* _The records_
════════════════════

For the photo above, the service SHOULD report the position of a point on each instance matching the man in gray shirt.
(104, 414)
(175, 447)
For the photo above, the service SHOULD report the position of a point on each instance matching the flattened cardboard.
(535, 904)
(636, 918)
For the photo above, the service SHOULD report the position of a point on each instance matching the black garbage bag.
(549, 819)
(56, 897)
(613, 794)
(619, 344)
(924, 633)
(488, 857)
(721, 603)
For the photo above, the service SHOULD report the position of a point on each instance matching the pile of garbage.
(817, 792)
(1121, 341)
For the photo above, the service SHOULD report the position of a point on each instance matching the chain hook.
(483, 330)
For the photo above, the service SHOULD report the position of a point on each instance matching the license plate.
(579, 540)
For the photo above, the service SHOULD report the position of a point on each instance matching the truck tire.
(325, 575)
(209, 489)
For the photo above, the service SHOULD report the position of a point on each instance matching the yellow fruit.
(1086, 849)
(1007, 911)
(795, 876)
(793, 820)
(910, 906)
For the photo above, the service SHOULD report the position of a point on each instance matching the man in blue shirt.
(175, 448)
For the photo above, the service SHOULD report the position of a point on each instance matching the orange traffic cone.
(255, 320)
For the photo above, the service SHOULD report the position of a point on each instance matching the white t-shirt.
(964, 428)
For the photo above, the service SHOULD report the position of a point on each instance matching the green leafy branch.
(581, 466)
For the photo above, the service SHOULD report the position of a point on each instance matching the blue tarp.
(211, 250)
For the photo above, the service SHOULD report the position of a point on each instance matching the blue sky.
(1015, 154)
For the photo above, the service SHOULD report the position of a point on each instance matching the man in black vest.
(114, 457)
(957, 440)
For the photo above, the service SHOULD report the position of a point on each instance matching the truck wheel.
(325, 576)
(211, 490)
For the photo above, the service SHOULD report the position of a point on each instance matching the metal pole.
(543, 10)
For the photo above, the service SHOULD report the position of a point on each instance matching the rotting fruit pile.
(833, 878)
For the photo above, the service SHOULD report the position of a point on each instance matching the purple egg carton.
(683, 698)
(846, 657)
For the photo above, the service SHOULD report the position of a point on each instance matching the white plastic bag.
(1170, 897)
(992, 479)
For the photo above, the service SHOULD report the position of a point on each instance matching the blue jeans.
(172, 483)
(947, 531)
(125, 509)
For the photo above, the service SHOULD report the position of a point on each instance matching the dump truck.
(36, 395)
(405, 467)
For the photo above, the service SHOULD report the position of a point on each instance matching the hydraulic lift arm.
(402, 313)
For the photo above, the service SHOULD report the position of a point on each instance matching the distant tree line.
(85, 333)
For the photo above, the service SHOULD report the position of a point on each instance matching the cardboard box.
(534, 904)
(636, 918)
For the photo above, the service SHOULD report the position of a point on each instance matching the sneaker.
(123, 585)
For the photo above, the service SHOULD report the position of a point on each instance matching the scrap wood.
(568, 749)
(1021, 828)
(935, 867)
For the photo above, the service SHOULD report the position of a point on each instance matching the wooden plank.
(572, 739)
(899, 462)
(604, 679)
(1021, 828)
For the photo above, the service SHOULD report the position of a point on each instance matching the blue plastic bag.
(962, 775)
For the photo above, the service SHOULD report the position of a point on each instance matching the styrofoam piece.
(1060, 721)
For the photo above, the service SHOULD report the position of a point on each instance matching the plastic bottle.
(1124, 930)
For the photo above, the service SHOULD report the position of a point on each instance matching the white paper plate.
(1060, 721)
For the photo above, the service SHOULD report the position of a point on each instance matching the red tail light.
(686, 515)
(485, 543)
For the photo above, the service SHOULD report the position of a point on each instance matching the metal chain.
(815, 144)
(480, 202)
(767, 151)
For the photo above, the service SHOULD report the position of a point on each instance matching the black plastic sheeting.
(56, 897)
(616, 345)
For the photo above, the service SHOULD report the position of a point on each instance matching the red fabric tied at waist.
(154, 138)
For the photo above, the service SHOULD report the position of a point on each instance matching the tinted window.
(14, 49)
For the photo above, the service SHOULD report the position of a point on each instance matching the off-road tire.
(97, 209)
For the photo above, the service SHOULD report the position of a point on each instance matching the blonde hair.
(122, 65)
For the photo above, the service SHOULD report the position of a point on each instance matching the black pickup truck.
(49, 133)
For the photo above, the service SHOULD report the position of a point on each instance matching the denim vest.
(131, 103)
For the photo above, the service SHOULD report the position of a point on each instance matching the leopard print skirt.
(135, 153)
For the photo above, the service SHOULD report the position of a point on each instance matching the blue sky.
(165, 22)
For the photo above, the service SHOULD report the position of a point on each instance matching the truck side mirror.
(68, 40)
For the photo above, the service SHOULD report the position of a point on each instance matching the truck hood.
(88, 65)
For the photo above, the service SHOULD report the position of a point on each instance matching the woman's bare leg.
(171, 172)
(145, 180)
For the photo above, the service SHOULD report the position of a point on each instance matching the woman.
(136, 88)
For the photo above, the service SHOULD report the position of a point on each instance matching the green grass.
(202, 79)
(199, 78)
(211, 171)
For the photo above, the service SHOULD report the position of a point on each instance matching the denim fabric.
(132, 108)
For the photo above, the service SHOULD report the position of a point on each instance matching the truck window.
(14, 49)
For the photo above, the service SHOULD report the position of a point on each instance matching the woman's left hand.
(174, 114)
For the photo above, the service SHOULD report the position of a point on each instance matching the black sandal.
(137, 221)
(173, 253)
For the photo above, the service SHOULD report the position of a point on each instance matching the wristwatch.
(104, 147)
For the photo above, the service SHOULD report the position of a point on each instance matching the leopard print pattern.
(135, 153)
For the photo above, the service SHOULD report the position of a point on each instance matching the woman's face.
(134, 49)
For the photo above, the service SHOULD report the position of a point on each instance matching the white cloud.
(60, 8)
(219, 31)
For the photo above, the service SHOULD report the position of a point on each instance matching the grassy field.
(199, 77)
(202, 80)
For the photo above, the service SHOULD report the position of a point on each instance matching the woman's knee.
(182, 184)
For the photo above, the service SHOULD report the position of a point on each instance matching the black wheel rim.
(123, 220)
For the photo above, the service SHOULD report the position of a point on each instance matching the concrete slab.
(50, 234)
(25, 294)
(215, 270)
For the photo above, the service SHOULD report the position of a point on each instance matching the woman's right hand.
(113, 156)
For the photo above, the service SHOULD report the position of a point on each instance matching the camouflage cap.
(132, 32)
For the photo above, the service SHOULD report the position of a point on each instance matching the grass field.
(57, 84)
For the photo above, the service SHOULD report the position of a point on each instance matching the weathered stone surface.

════════════════════

* _Task to carry out_
Could you retype all of the material word for word?

* _Finished exercise_
For the photo above, the service SHOULD report the position of a point on each instance matching the man in gray shirt.
(104, 414)
(175, 447)
For the photo above, the service SHOULD report the position of a point on each instance matching the flattened cardboard.
(535, 904)
(636, 918)
For the photo above, the service SHOULD report the position of a point on each instance matching the black garbage bag.
(549, 819)
(56, 897)
(613, 794)
(619, 344)
(924, 633)
(488, 857)
(721, 603)
For the photo above, the service SHOULD report the position of a point on each instance matching the pile of garbage.
(817, 792)
(1121, 341)
For the photo above, the service SHOULD report the position of a point on each instance matching the chain hook.
(483, 330)
For the photo above, the service SHOULD report the position of a point on each instance matching the license plate.
(579, 540)
For the photo above, the service SHOULD report the position of a point on each instance matching the truck tire.
(325, 575)
(209, 489)
For the photo above, the service SHOULD report the position of a point on each instance matching the yellow fruit.
(1086, 849)
(1007, 911)
(795, 876)
(793, 820)
(910, 906)
For the photo above, the service SHOULD report the position of a point on each instance matching the man in blue shirt.
(175, 448)
For the photo above, the service SHOULD report the position of a point on each instance matching the orange traffic cone.
(255, 320)
For the photo above, the service SHOULD report the position of a point on each instance matching the white t-shirt.
(964, 428)
For the photo above, the service SHOULD report the position of a point on each instance matching the green leafy branch.
(581, 466)
For the photo above, the service SHOULD report the position of a point on each instance matching the blue tarp.
(211, 250)
For the photo above, the service SHOULD report the position of a point on each instance matching the blue sky.
(1015, 154)
For the photo above, the service SHOULD report the position of a point on each instance matching the man in black vest.
(114, 457)
(957, 440)
For the photo above, the service SHOULD report the position of a point on each instance matching the truck wheel.
(325, 576)
(211, 490)
For the photo above, the service SHOULD report the position of a point on each instance matching the metal pole.
(543, 10)
For the photo above, the service SHOULD report the position of a point on each instance matching the rotting fruit pile.
(833, 878)
For the photo above, the service SHOULD report the position of a point on each instance matching the purple egg carton.
(683, 698)
(846, 657)
For the photo above, the service SHOULD report the position of a point on each instance matching the white plastic bag.
(1170, 897)
(992, 479)
For the photo above, the service SHOULD report the position of a point on each instance matching the blue jeans.
(172, 483)
(947, 531)
(125, 509)
For the photo above, the service SHOULD report the position of a point on each instance matching the dump truck.
(36, 395)
(405, 467)
For the photo above, the service SHOULD report the position of a point on each instance matching the hydraulic lift arm.
(402, 313)
For the photo above, the service SHOULD report the position of a point on each instance matching the distant tree line.
(85, 333)
For the photo above, the service SHOULD report the position of a point on each instance matching the cardboard box.
(534, 904)
(636, 918)
For the photo above, the service SHOULD report the position of a point on each instance matching the sneaker.
(123, 585)
For the photo above, the service SHOULD report the position of a point on each instance matching the scrap wood.
(568, 749)
(1021, 828)
(935, 867)
For the photo above, the service SHOULD report the position of a point on each instance matching the wooden plank.
(572, 739)
(899, 462)
(604, 679)
(1021, 828)
For the photo above, the service SHOULD report the position of a point on each instance matching the blue plastic bag.
(962, 775)
For the photo above, the service SHOULD report the position of a point on each instance matching the styrofoam piece.
(1060, 721)
For the photo above, the service SHOULD report the position of a point on each instance matching the plastic bottle.
(1124, 930)
For the photo above, the service SHOULD report the position of a point on each instance matching the white paper plate.
(1060, 721)
For the photo above, the service SHOULD report the position of a point on each instance matching the red tail light.
(686, 515)
(485, 543)
For the photo above, the service SHOULD report the position of a point on each instance matching the metal chain.
(815, 144)
(480, 202)
(767, 151)
For the photo above, the service SHOULD report the position of a point on each instance matching the black plastic sheeting.
(56, 897)
(616, 345)
For the photo above, the service SHOULD report the position of a point on each instance matching the red fabric tied at waist.
(154, 138)
For the photo above, the service SHOULD report the position of a point on each instance matching the tinted window.
(14, 49)
For the photo above, the service SHOULD report the position of a point on each instance matching the off-road tire.
(97, 209)
For the photo above, the service SHOULD report the position of a point on each instance matching the blonde hair.
(122, 65)
For the photo above, the service SHOULD report the position of a point on each instance matching the black pickup truck.
(49, 133)
For the photo above, the service SHOULD report the position of a point on each instance matching the denim vest.
(131, 103)
For the photo above, the service SHOULD report the position of a point on each instance matching the leopard print skirt.
(135, 153)
For the photo above, the service SHOULD report the position of a point on each instance matching the blue sky.
(165, 22)
For the photo above, the service SHOULD report the position of a point on each instance matching the truck side mirror.
(68, 40)
For the photo above, the service SHOULD report the position of a point on each instance matching the truck hood.
(88, 65)
For the photo above, the service SHOULD report the position of a point on each instance matching the woman's bare leg.
(171, 172)
(145, 180)
For the photo above, the service SHOULD report the position of a point on each instance matching the woman.
(136, 88)
For the photo above, the service SHOULD report the position of a point on each instance matching the green grass.
(202, 79)
(199, 78)
(211, 171)
For the photo above, the service SHOULD report the position of a point on each instance matching the denim fabric.
(132, 108)
For the photo above, the service SHOULD report the position of a point on each instance matching the truck window.
(14, 49)
For the photo above, the service SHOULD report the position of a point on each instance matching the woman's left hand.
(174, 114)
For the photo above, the service SHOULD report the position of a point on each instance matching the black sandal.
(137, 221)
(173, 253)
For the photo above, the service SHOULD report the position of a point on each instance matching the wristwatch.
(104, 147)
For the photo above, the service SHOULD report the position of a point on each instance matching the leopard print pattern.
(135, 153)
For the photo above, the service SHOULD report the position of a point on each instance matching the woman's face.
(134, 49)
For the photo above, the service SHOULD report the position of a point on each instance matching the white cloud.
(60, 8)
(219, 31)
For the photo above, the service SHOULD report the position of a point on each instance matching the grassy field.
(199, 77)
(202, 80)
For the photo above, the service SHOULD report the position of a point on each instance matching the woman's knee.
(182, 184)
For the photo above, the service SHOULD report the position of a point on each instance matching the black wheel rim.
(123, 220)
For the photo above, the service SHOULD report the position of a point on each instance matching the concrete slab.
(50, 234)
(25, 294)
(215, 270)
For the photo above, the service SHOULD report the position of a point on each instance matching the woman's right hand.
(113, 156)
For the photo above, the service SHOULD report the position of a point on each instance matching the camouflage cap.
(132, 32)
For the photo above, the service SHOULD report the position of a point on each instance matching the grass field.
(57, 84)
For the photo above, the service SHOULD report the position of a point on each instance matching the weathered stone surface.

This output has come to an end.